╭─ Given information
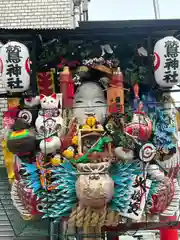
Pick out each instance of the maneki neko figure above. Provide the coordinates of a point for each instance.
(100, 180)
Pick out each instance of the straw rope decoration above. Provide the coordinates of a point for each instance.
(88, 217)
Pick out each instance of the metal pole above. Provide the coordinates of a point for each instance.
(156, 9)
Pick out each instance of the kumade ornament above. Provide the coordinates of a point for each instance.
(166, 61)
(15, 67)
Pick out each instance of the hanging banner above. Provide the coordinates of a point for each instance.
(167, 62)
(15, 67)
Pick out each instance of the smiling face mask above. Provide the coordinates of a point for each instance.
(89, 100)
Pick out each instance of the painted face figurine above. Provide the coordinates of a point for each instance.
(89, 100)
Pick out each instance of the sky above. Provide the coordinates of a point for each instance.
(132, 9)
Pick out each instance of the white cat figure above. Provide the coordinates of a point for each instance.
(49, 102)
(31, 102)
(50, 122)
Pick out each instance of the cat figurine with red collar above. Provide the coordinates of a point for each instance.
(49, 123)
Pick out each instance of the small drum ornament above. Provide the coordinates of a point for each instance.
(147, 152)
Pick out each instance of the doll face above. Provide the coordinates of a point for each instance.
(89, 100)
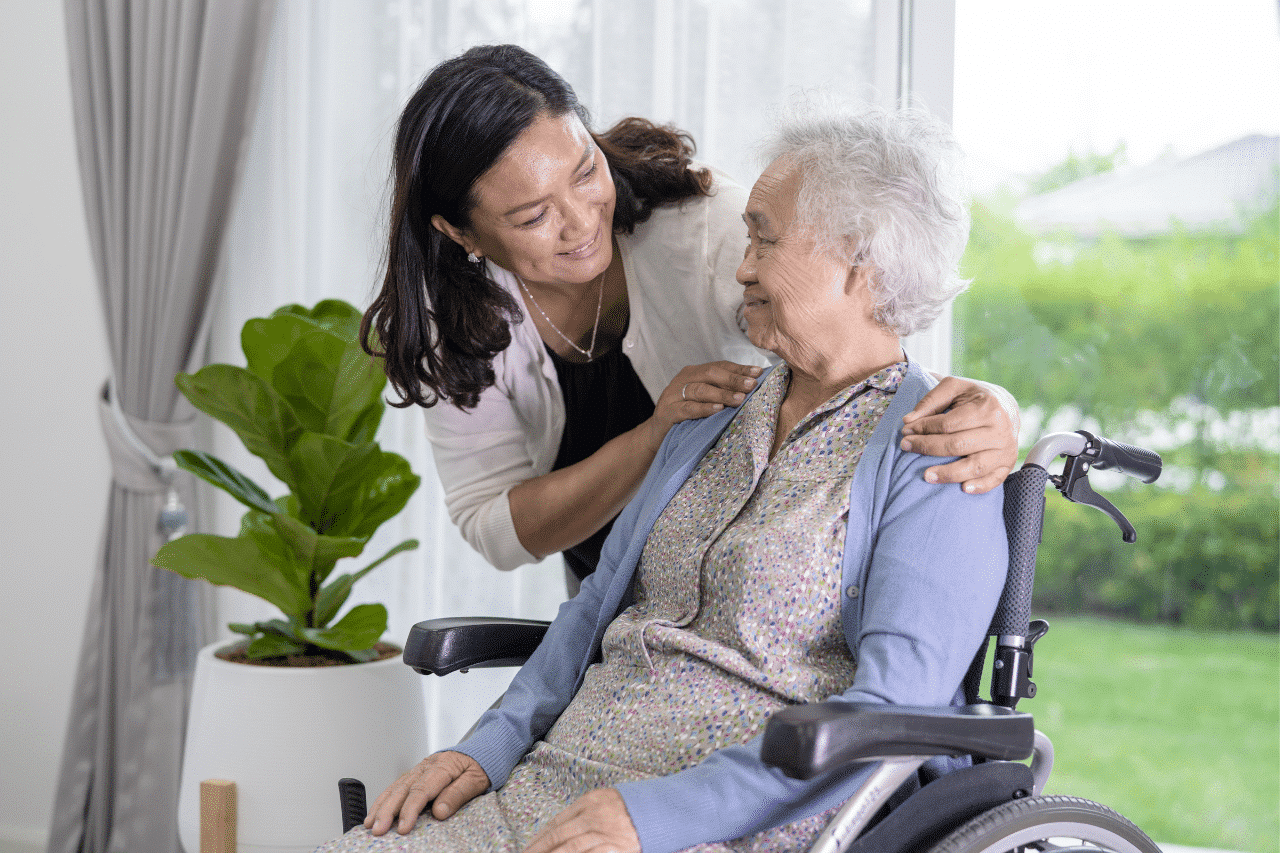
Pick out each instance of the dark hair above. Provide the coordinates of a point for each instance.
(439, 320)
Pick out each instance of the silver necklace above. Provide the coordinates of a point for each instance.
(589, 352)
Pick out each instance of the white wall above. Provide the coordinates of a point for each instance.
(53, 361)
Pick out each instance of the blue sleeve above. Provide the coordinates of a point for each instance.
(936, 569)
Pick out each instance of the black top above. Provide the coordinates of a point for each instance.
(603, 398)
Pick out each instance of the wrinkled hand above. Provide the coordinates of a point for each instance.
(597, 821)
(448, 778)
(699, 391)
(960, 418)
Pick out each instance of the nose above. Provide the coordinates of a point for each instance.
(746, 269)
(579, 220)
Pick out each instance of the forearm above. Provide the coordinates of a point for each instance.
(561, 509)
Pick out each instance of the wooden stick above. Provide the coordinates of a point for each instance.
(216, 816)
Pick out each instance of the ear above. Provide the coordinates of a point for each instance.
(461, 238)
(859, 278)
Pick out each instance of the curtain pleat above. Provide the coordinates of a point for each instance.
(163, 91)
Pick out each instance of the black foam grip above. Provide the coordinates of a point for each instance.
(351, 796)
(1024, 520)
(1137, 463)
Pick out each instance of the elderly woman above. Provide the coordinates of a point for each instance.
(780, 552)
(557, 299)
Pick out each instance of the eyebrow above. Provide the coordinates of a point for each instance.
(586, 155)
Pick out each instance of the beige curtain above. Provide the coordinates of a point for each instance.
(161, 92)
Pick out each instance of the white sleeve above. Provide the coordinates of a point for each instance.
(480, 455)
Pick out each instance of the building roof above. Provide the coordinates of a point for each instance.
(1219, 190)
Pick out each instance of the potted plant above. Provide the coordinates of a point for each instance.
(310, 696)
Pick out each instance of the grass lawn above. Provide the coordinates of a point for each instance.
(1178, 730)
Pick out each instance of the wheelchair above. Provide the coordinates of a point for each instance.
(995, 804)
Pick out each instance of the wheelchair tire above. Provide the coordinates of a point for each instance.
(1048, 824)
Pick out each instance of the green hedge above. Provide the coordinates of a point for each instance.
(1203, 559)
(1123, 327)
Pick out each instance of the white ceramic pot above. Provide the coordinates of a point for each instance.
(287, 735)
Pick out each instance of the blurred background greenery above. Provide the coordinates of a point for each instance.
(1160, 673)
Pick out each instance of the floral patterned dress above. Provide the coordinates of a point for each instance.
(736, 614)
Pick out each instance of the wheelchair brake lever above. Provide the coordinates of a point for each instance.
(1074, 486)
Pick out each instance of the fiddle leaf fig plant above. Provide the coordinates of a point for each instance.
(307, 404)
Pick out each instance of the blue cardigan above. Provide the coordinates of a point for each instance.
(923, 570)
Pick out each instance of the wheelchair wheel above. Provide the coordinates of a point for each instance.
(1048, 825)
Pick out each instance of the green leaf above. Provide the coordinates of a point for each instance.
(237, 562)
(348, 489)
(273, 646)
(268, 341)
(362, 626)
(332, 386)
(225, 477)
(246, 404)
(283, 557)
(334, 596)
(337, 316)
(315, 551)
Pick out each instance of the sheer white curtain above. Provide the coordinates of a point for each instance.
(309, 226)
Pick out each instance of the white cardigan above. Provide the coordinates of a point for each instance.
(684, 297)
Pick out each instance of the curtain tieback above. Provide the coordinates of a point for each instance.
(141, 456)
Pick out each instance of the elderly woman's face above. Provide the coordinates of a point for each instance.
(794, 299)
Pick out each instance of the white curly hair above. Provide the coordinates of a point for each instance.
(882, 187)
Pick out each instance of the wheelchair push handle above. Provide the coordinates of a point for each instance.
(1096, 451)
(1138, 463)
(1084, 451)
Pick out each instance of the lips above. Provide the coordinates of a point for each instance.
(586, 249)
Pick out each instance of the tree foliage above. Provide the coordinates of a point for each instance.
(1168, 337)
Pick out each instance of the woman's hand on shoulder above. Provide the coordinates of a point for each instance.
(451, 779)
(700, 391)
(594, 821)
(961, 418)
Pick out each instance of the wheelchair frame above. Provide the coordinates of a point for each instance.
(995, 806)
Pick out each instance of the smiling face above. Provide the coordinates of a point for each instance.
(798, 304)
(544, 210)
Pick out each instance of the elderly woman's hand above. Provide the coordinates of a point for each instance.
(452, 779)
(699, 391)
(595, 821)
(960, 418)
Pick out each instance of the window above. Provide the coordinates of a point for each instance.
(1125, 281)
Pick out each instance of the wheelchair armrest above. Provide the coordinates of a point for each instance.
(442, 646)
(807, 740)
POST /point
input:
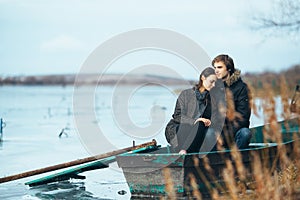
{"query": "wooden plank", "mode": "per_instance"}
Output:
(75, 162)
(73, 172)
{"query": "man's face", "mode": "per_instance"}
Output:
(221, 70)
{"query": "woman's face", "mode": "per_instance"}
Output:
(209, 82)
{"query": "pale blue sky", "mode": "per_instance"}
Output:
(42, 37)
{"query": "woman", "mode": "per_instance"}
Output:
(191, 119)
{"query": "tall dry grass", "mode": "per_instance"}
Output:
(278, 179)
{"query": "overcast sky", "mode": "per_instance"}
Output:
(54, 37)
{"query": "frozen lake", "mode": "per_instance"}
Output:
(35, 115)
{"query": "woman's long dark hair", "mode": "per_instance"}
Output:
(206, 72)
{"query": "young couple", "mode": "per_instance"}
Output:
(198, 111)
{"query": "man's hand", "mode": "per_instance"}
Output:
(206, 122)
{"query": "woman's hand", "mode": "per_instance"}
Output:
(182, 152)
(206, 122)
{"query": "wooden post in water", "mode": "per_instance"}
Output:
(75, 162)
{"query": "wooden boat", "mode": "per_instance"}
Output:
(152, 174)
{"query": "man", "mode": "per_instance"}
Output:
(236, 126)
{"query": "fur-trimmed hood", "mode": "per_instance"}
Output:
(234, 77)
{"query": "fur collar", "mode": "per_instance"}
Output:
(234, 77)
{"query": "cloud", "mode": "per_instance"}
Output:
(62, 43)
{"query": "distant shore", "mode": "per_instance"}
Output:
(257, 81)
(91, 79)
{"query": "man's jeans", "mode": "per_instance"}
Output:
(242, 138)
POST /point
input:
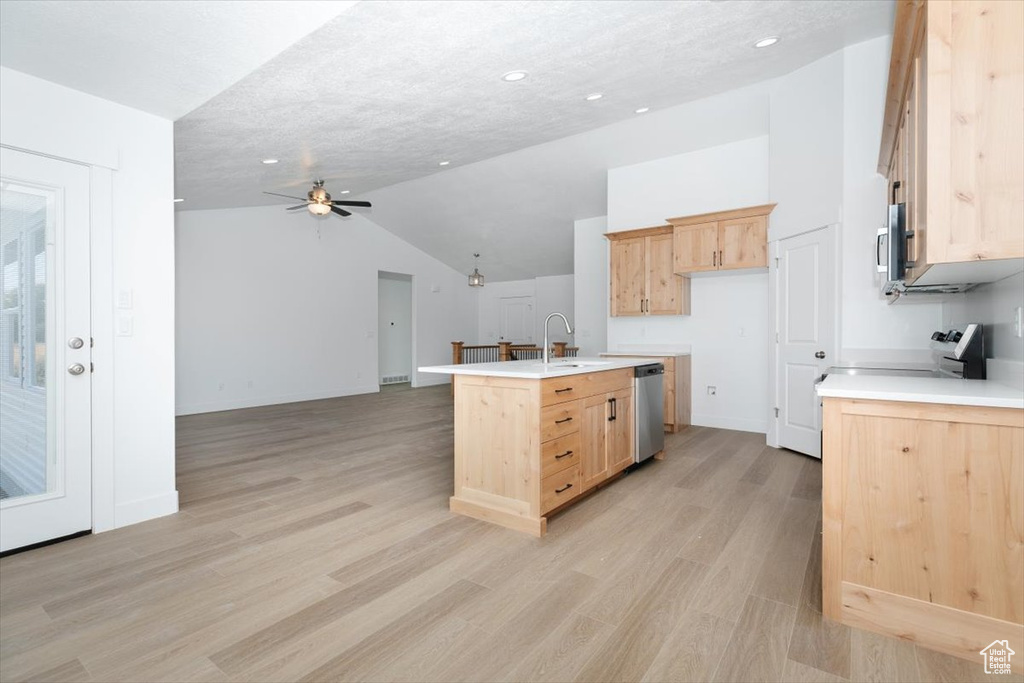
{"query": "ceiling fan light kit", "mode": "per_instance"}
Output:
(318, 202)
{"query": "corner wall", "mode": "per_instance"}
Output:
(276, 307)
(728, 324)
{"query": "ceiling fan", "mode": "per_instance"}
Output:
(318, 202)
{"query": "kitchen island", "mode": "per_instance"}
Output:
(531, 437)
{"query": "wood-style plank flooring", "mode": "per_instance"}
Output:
╰─
> _Prompt_:
Set the pictures aside and reproduce the data above exactly.

> _Answer below_:
Pick out each instance of the maneki neko figure above. Provide the coordinates of a point for each instance.
(100, 180)
Pick out each instance of the straw rope decoration above. Provide the coordinates of a point for each instance.
(88, 217)
Pick out each instance of the metal pole above. Provide the coordinates of a point for each instance.
(156, 9)
Pick out each instance of the kumade ornament above. Provide the coordinates of a point for each instance.
(166, 61)
(15, 67)
Pick out each instance of the hanging banner above. Provide the coordinates of a point for each instance.
(167, 62)
(15, 67)
Pick out each instance of the smiling face mask above. Provide the coordinates of a point for each instance.
(89, 100)
Pick out each instance of the painted face figurine above. Provide the coordinates of a point for each instance.
(89, 100)
Pick out each instance of the sky above. Provide the coordinates of a point for each instance.
(132, 9)
Pick out each instance of the white cat figure above. Provide the coordinates of a point for each instance.
(49, 102)
(31, 102)
(50, 122)
Pick out each instance of the cat figurine with red collar above. Provide the coordinates of a point for each instance.
(49, 123)
Pick out each instance of the small drum ornament above. Provide the coordinates of a point for each instance.
(147, 152)
Pick out each instance of the doll face above. Provide the coordinates of a point for each instance.
(89, 100)
Pick out each instance of the dark hair above. Provide the coordinates of a point for each instance.
(439, 320)
Pick out each instance of the silver necklace above. Provide the coordinates of a point for each instance.
(589, 352)
Pick out each instance of the white wall above. Provide the coordinates of a point for each instance.
(53, 361)
Pick out each instance of the blue sleeve above. Provide the coordinates of a point for each instance.
(936, 569)
Pick out each instance of the black top above. Provide the coordinates of a point for each instance.
(603, 398)
Pick out each instance of the wrinkled hand above. Provide the coordinates of a point for each instance.
(597, 821)
(448, 778)
(699, 391)
(960, 418)
Pick out each instance of the nose above. Provide the coordinates of a point for each instance.
(746, 269)
(579, 220)
Pick out each instance of the forearm above. Provide the coordinates of a point for each instance.
(561, 509)
Pick out each instance of the wooden stick above. Provide the coordinates of a point for each instance.
(216, 816)
Pick out each instance of the ear above. Provide the coordinates of a point for each instance.
(461, 238)
(859, 278)
Pick out each instance of the curtain pleat above. Provide the coordinates of a point for each instance.
(163, 91)
Pick out each instance of the black foam grip above. Provide the coordinates of a point for each instance.
(351, 796)
(1024, 520)
(1137, 463)
Pick out each instance of the elderly woman above. Provide the coordinates of a point for each instance.
(780, 552)
(557, 299)
Pick out each instance of the eyebrow above. Provide the coordinates of a point for each instance.
(586, 155)
Pick out each instance of the beige curtain above. Provide the coordinates of a point for each instance.
(161, 92)
Pick out each instance of the white sleeve above. Provide the coordinates of a point for each instance.
(480, 455)
Pick out each instance of the building roof above. Provide the coordinates of a point for each instance.
(1219, 190)
Pick out each instance of the potted plant above. Provide the coordinates of a point for each instance.
(310, 696)
Pick out each instance of the grass lawn above. Provide the coordinates of a point for each instance.
(1178, 730)
Pick out each instance of the wheelchair above. Provide the coordinates of a point for each instance.
(995, 804)
Pick out each instance of the wheelchair tire above. Provide the coordinates of a point for each instance.
(1048, 824)
Pick out each instance of the green hedge above. Provide the coordinates of a point for each instance.
(1203, 559)
(1123, 327)
Pick out each instance of the white ceramic pot above. Provide the coordinates of a point for each instance.
(287, 735)
Pick out each instance of the blurred background greenery above. Provide the coordinates of a point for each instance.
(1160, 673)
Pick out each instance of the floral patterned dress above. Provide the coordinates of a point for each instance.
(736, 614)
Pick out each instance of the wheelchair brake lever above. Provide the coordinates of a point for each instance.
(1074, 486)
Pick out each instance of the fiddle leaf fig plant above. Provide the coordinates of a point for each instance.
(307, 404)
Pick out each instance of the blue cardigan above. Provide the coordinates of a point for each instance.
(923, 570)
Pick out each instance of the wheelchair wheel above. Provide the coordinates of a point for each instance.
(1048, 825)
Pick out each instance of the green leaf above. Provide the coordinates of a point for each instance.
(237, 562)
(348, 489)
(273, 646)
(268, 341)
(362, 626)
(332, 386)
(225, 477)
(246, 404)
(283, 557)
(334, 596)
(337, 316)
(315, 551)
Pick out each instance of the sheer white curtain above. Provide the coordinates of a point for each instance.
(309, 226)
Pick out each instance of the white cardigan above. Provide the coordinates of a point for each instance.
(684, 297)
Pick out each instance of the curtain tieback above. Provide the coordinates of a point for each instance.
(141, 456)
Pick out each instance of the elderly woman's face above. Provide the coordinates of a point for each instance.
(794, 299)
Pick out each instance of the white curly hair above. Provide the coordinates of a point for each instance.
(882, 187)
Pick out each instance of the wheelchair push handle above. Provide the coordinates of a point for each instance.
(1096, 451)
(1138, 463)
(1084, 451)
Pick out each instance of the lips above. Provide the coordinates of a point for each instance.
(586, 249)
Pick out each instance of the tree foliage above. Provide the coordinates of a point for each instance.
(1168, 337)
Pick out each instance of the woman's hand on shoulder above. Provide the coordinates of a point for each instance.
(451, 779)
(700, 391)
(594, 821)
(961, 418)
Pick out each instance of the wheelchair frame above. Provide the coordinates of a point for each instance.
(995, 806)
Pick out each instance of the smiling face above. Provide the coordinates of a point for each instance.
(798, 304)
(544, 210)
Pick out each instance of the elderly woman's hand above. Provide the coordinates of a point for each instance.
(452, 779)
(699, 391)
(595, 821)
(960, 418)
Pick out each instance of the window above. Provide the coordinates of a point for each instance.
(1125, 281)
Pick out each instance of the wheelchair armrest above. Provide the coordinates of a point for each instance.
(442, 646)
(807, 740)
POST /point
input:
{"query": "wooden plank", "mode": "per_instance"}
Output:
(75, 162)
(73, 172)
{"query": "man's face", "mode": "per_instance"}
Output:
(221, 70)
{"query": "woman's face", "mode": "per_instance"}
Output:
(209, 82)
{"query": "pale blue sky", "mode": "per_instance"}
Output:
(42, 37)
{"query": "woman", "mode": "per_instance"}
Output:
(191, 119)
{"query": "tall dry grass", "mode": "per_instance"}
Output:
(278, 179)
{"query": "overcast sky", "mode": "per_instance"}
Output:
(54, 37)
{"query": "frozen lake", "mode": "per_instance"}
Output:
(35, 115)
{"query": "woman's long dark hair", "mode": "per_instance"}
Output:
(206, 72)
{"query": "young couple", "mode": "per_instance"}
Output:
(198, 111)
{"query": "man's hand", "mode": "per_instance"}
Output:
(206, 122)
{"query": "woman's hand", "mode": "per_instance"}
Output:
(182, 152)
(206, 122)
{"query": "wooden post in water", "mode": "per_instance"}
Output:
(75, 162)
{"query": "wooden boat", "mode": "per_instance"}
Output:
(152, 174)
{"query": "man", "mode": "per_instance"}
Output:
(236, 126)
{"query": "fur-trimmed hood", "mode": "per_instance"}
Output:
(234, 77)
{"query": "fur collar", "mode": "per_instance"}
Output:
(234, 77)
{"query": "cloud", "mode": "per_instance"}
Output:
(62, 43)
{"query": "distant shore", "mode": "per_instance"}
Output:
(257, 81)
(91, 79)
{"query": "man's jeans", "mode": "per_instance"}
Output:
(242, 138)
POST /point
input:
{"query": "ceiling fan light kit", "mode": "per_instance"}
Output:
(318, 202)
{"query": "corner wall", "mode": "per_instance"}
Output:
(276, 307)
(728, 324)
{"query": "ceiling fan", "mode": "per_instance"}
Output:
(318, 202)
{"query": "kitchen island", "mode": "per_instance"}
Output:
(531, 437)
{"query": "wood-style plank flooring", "mode": "per_instance"}
Output:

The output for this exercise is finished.